* _YOUR OBJECTIVE_:
Word for word, write the records out again, but omit each picture.

Stored items from a collection:
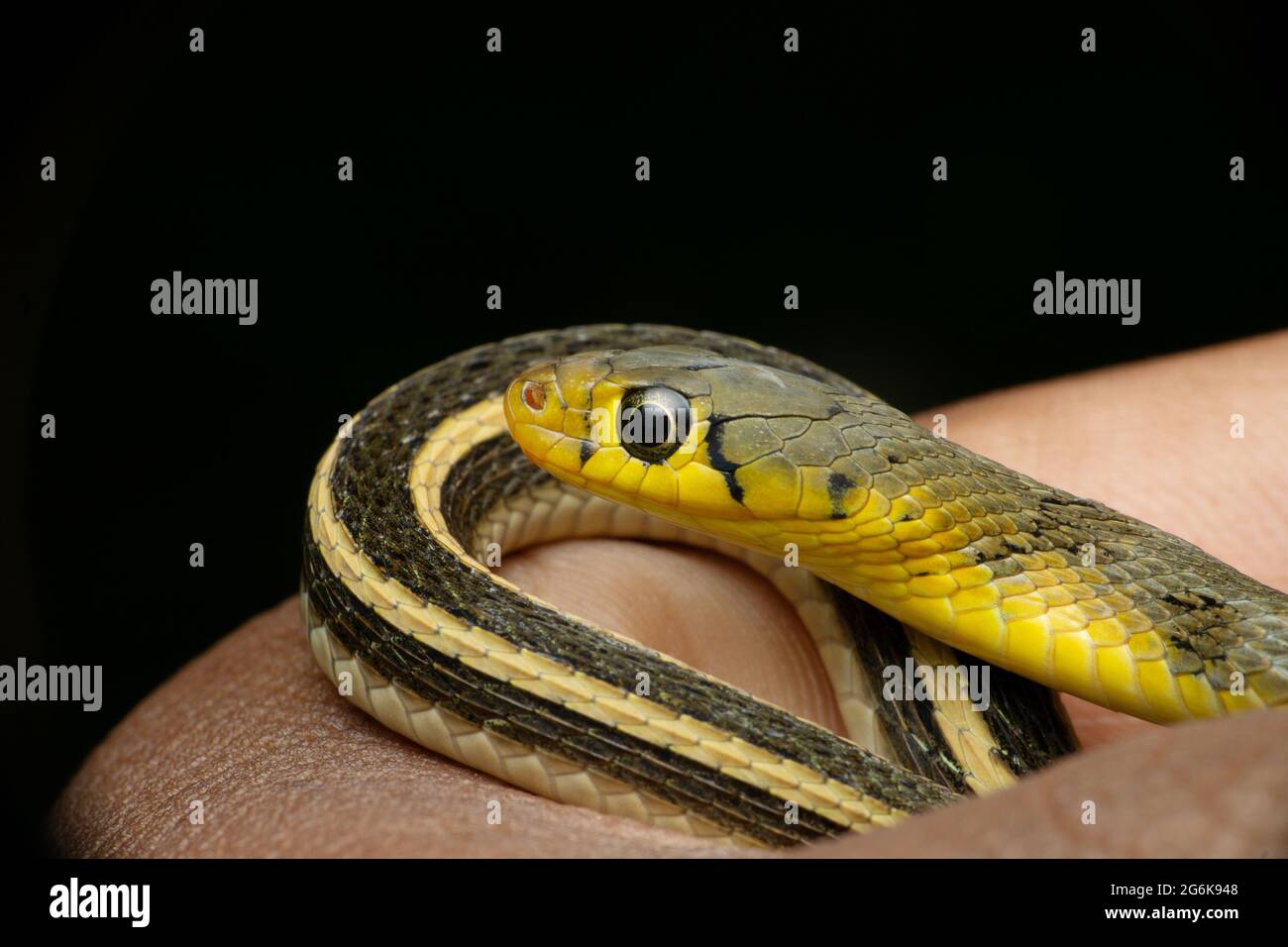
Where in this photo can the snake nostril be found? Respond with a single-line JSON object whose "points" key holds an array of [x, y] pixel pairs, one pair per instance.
{"points": [[535, 395]]}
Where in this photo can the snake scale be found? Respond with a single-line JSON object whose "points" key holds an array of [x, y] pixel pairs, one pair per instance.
{"points": [[898, 549]]}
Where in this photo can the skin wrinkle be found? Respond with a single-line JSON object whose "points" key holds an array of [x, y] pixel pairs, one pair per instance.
{"points": [[287, 768]]}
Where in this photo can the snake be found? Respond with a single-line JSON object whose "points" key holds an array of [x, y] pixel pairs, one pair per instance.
{"points": [[900, 551]]}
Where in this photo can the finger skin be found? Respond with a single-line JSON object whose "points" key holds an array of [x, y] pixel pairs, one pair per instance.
{"points": [[286, 767]]}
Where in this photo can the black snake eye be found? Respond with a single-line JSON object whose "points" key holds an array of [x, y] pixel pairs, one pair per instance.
{"points": [[655, 423]]}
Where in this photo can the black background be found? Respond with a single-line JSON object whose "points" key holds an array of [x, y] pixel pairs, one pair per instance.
{"points": [[518, 169]]}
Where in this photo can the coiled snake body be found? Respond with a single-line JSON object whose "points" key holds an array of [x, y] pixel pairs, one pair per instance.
{"points": [[912, 553]]}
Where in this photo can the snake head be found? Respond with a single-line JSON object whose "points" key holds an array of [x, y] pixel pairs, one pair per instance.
{"points": [[748, 453]]}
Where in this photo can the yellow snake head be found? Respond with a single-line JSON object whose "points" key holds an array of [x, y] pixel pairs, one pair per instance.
{"points": [[751, 454]]}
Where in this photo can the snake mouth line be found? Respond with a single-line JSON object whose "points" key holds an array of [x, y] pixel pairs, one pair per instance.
{"points": [[397, 585]]}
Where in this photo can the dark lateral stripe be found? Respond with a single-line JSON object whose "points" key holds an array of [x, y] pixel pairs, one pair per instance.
{"points": [[532, 720], [1028, 720], [909, 724]]}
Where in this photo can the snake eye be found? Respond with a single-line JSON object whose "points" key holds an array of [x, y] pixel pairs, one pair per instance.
{"points": [[655, 423]]}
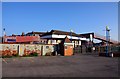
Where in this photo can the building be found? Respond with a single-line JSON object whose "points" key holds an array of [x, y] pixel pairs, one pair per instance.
{"points": [[56, 36]]}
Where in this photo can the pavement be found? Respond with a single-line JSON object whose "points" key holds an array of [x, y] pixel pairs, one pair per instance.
{"points": [[77, 65]]}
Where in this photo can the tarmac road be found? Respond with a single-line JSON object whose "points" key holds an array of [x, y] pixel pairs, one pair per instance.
{"points": [[77, 65]]}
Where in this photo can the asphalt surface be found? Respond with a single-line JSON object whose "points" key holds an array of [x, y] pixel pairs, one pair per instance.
{"points": [[77, 65]]}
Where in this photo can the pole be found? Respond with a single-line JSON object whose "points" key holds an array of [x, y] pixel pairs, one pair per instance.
{"points": [[107, 39]]}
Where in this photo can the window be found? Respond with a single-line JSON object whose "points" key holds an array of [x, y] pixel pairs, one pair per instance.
{"points": [[47, 47]]}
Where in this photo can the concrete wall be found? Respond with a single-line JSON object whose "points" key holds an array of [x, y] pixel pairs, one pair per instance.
{"points": [[25, 49]]}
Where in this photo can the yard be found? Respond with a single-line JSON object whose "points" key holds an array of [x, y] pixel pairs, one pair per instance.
{"points": [[77, 65]]}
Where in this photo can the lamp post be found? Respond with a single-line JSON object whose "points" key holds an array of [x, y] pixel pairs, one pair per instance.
{"points": [[107, 39], [3, 34], [71, 34]]}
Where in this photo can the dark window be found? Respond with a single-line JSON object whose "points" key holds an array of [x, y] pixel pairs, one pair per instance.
{"points": [[65, 47]]}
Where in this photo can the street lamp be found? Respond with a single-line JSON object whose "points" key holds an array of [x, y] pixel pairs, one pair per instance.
{"points": [[107, 39]]}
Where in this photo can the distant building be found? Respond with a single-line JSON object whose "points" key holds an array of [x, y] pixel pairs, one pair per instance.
{"points": [[55, 37]]}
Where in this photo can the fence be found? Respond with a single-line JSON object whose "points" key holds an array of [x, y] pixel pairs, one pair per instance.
{"points": [[98, 49], [25, 49]]}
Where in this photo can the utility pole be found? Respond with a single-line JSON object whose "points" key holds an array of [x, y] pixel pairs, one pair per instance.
{"points": [[71, 34], [107, 40], [3, 34]]}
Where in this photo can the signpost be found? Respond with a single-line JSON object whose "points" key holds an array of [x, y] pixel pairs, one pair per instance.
{"points": [[107, 39]]}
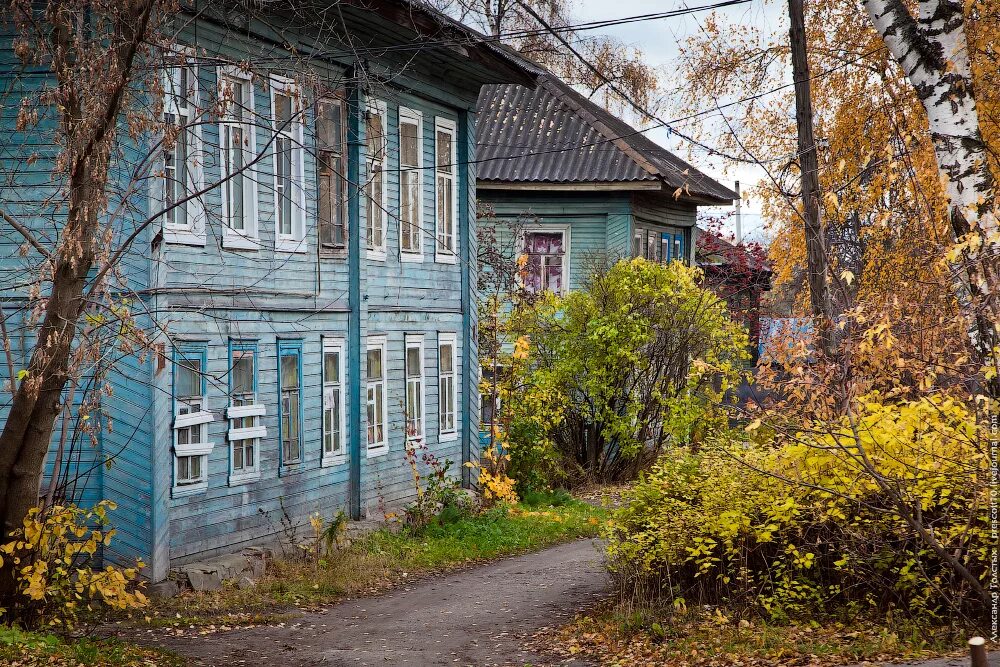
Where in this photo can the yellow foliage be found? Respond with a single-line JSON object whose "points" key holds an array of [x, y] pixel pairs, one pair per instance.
{"points": [[769, 525], [52, 554], [495, 485]]}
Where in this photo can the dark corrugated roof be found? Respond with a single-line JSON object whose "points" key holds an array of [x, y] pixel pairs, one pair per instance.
{"points": [[552, 134]]}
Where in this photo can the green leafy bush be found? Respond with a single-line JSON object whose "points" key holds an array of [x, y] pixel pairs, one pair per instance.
{"points": [[867, 513], [603, 379]]}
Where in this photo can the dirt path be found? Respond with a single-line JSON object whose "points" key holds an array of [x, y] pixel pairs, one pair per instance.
{"points": [[475, 617]]}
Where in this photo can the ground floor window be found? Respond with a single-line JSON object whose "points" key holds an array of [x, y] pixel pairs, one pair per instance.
{"points": [[447, 396], [375, 395], [547, 265], [290, 403], [663, 245], [414, 363], [244, 414], [191, 418], [333, 401]]}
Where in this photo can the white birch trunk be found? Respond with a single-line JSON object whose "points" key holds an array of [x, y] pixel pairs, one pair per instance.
{"points": [[931, 49]]}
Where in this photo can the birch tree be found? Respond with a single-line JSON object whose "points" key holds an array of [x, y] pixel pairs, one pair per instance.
{"points": [[932, 50]]}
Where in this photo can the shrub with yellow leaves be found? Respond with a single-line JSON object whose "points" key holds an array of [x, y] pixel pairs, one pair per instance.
{"points": [[53, 553], [880, 510], [496, 487]]}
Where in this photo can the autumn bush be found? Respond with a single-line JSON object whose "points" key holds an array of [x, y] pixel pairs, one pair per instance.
{"points": [[53, 556], [799, 527], [604, 378]]}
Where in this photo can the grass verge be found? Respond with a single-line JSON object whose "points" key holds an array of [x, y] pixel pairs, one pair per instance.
{"points": [[383, 559], [28, 649], [616, 637]]}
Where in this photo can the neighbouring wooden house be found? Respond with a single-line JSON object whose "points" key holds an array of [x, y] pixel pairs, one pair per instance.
{"points": [[581, 185], [313, 314], [738, 273]]}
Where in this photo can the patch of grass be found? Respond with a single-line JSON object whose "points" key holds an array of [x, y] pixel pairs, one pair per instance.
{"points": [[554, 498], [382, 559], [27, 649], [627, 635]]}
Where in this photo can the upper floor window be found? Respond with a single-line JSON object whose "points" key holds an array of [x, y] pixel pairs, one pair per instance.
{"points": [[191, 419], [547, 260], [333, 401], [244, 414], [414, 369], [659, 245], [447, 397], [446, 189], [375, 377], [376, 150], [289, 165], [290, 405], [182, 177], [331, 131], [237, 146], [410, 192]]}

* _SOLUTION TO THIS TASK_:
Where in this photo can the snake nostril be found? Respond with a single-line JSON object whose "points" key holds an array of [x, y] pixel pairs, one pair per instance.
{"points": [[535, 395]]}
Where in this photo can the snake scale be found? Respond with a single-line JSON object whose "points" key holds an array of [x, y] pixel pairs, one pair per instance.
{"points": [[898, 549]]}
Where in this photo can the skin wrinkle be found? Respond with a single-line JSON object whose "points" key holds an array of [x, y] pixel pairs, one pair per instance.
{"points": [[287, 768]]}
Where in this photo can the snake be found? Respond with a single-line JSON object whose "points" key holds an array of [x, y] pixel pairs, one pair per instance.
{"points": [[900, 551]]}
Where in this photo can the finger skin be found? Respond with a single-line JSON object whose "points" key holds an array of [x, y] pixel pairs, one pair per instance.
{"points": [[286, 767]]}
Where in this photo can the black snake eye be found? Respond with a single-line JSON object whose "points" key holds an array of [x, y] pixel pairs, one pair per instance.
{"points": [[655, 423]]}
Where in this photo can the black background be found? Respond with a single-line JSON object whose "points" key holds an array of [x, y] pixel pairs, one pair per instance.
{"points": [[518, 169]]}
Where in this photo can the coiled snake body be found? Respond with a single-line JSON object whose "points" key holds an array of [x, y] pixel pairs, one pair per instance.
{"points": [[912, 553]]}
Where in this photo can the snake head be found? Respond with a single-line JSON object whose "points" key holds an array of [x, y] pixel pairs, one pair per instance.
{"points": [[748, 453]]}
Where in this photo can the yellow snake head be found? Respond with a single-line JSON object whose "points" key holds an array of [x, y] pixel pairs, one pair per instance.
{"points": [[751, 454]]}
Where in this photo can the snake mouth line be found? Respond with a single-line JSON object whose "points" key holds an array of [x, y] pixel pairs, one pair per instance.
{"points": [[397, 585]]}
Where in this photo can the dark lateral stripe be found? Respond with a single-line JSON object whose "points" key holds an array of [x, y] pixel pairs, one pair per instance.
{"points": [[532, 720], [1028, 720], [909, 724]]}
Where in this photo can the snake eye be found? Respond with a single-line JSON object whose "points" key holds an array of [x, y] pixel pairs, one pair per instance.
{"points": [[655, 423]]}
Where in this photo can the building be found? Respond with a single-line JSON object whose "points" key holds an array of [x, y] pixel pairs, one pair per instance.
{"points": [[56, 36]]}
Where in this photo can the pavement be found? Respond with a single-line JSON object whose "points" key holds an array of [x, y] pixel pairs, one pair per instance.
{"points": [[77, 65]]}
Where in this photo can the tarmac road be found? Respond with a single-line JSON object whose "points" key holds an array of [x, y] pixel pairs, one pair per instance.
{"points": [[77, 65]]}
Where in this photo can the asphalt surface be found? Respond with a single-line JSON object whose "points" key holds an array of [x, y] pixel pairs, one pair per instance.
{"points": [[77, 65]]}
Where in this photo can the pole be found? Respond with a single-line JSON object whose "points" key holds an array of [x, y] pixel pairs, one pair per instance.
{"points": [[107, 39]]}
Where in this photo can the window be found? Respond with a single-line JSON object whose "points" key holds an array of [x, y] pixel pairs, one pair per instance.
{"points": [[47, 47]]}
Where in this photo can the concrete wall be found? Respond with a single-line JSON object whose "points" key holds an array of [x, y] pixel pairs, one pair per instance.
{"points": [[25, 49]]}
Where in this photo can the yard be found? Respond with a single-line JSON object whose "points" key holds an array of [x, y] pixel pairs, one pair per instance.
{"points": [[77, 65]]}
Where in this photo can the lamp post be found? Respond with a single-line JSON object whose "points" key holds an array of [x, y] pixel pairs, one pair per instance.
{"points": [[107, 39], [3, 34], [71, 34]]}
Where in this photo can the dark window be found? Respond with a single-line JSON object whose "points" key holds an array of [x, y] pixel pairs, one pair per instance.
{"points": [[65, 47]]}
Where in this photo can the street lamp be found? Respond with a single-line JSON object whose "points" key holds an array of [x, y] pixel pairs, one pair per instance.
{"points": [[107, 39]]}
Where in this photo can the distant building be found? Respond with a single-line JSON object whose "points" key holds an array of [x, y] pixel pairs, one pair per instance.
{"points": [[55, 37]]}
Where in this photo can the fence be found? Respond with a single-line JSON object whose "points" key holds an array of [x, y] pixel pairs, one pair per instance.
{"points": [[98, 49], [25, 49]]}
Where in this photo can the utility pole be found? Respond with a single-line JSON object whose "points" key holds an array of [x, y] pixel pairs, one pair per instance.
{"points": [[71, 34], [107, 40], [3, 34]]}
Where in this photo can the signpost be found? Respond with a single-line JSON object whose "points" key holds an array of [x, y] pixel pairs, one pair per instance.
{"points": [[107, 39]]}
Where in this photo can the yellow foliage be found? Respond with a single-line JSON object whose "points" key holds an array of [x, y] pixel pairs, one pair per instance.
{"points": [[769, 525], [52, 554], [495, 485]]}
Where in this photo can the dark corrugated roof be found? Respond with a single-line JSON object whose "points" key holds an array of [x, y] pixel pairs, one pair per instance.
{"points": [[552, 134]]}
Where in this photo can the green leafy bush be found? Respond with a single-line JSON object whose "points" key holds an array of [x, y] pixel pairs, one pair per instance.
{"points": [[867, 513], [603, 379]]}
Where in this photo can the dirt path be found? Respond with a single-line JSON object whose "points" key holds an array of [x, y] pixel pairs, one pair per instance.
{"points": [[475, 617]]}
Where in this photo can the ground floor window be found? Respond with a single-line JSON object whose "points" key holds an array of [x, y] pixel pairs, one pair per instance.
{"points": [[447, 396], [375, 395], [547, 265], [290, 403], [663, 245], [414, 363], [244, 414], [191, 418], [333, 401]]}
Where in this photo can the white birch trunk be found? Respond with a single-line JSON object whose "points" key holds an array of [x, y] pixel pairs, one pair per instance.
{"points": [[931, 49]]}
Where in this photo can the birch tree be found? Respond with a single-line JSON object whose "points" key holds an array of [x, y] pixel pairs, one pair per instance.
{"points": [[932, 50]]}
Where in this photo can the shrub with yellow leaves be found? Respond with a single-line JSON object whose "points" key holds an array of [x, y] pixel pairs, one pair per instance.
{"points": [[53, 553], [880, 510], [496, 487]]}
Where in this photo can the autumn bush be found? Respond with a single-line JSON object whose "points" key holds an array of [x, y] pixel pairs, one pair per instance.
{"points": [[53, 556], [799, 527], [604, 378]]}
Where in this photo can the grass verge be found? Respond with a single-line JSON object whose "points" key holds an array of [x, y] pixel pairs, one pair per instance.
{"points": [[383, 559], [28, 649], [616, 637]]}
Where in this photo can the neighbouring wooden house be found? Respond with a single-line JSON object whose "points" key holds an array of [x, y] pixel pairs, one pair per instance.
{"points": [[581, 185], [313, 314], [738, 273]]}
Where in this photo can the patch of grass be found? Respond with a single-line JSON object whose "points" key holds an array of [x, y] pixel pairs, one pair per instance.
{"points": [[554, 498], [382, 559], [27, 649], [627, 635]]}
Where in this photo can the upper floor window be found? Respond with a single-line JSON object whose "points" key holds an array of [x, y] pixel pairs, one pair per instance.
{"points": [[191, 419], [547, 260], [333, 401], [244, 414], [414, 369], [659, 245], [447, 397], [446, 189], [375, 377], [376, 150], [289, 165], [290, 405], [182, 177], [331, 131], [237, 146], [410, 192]]}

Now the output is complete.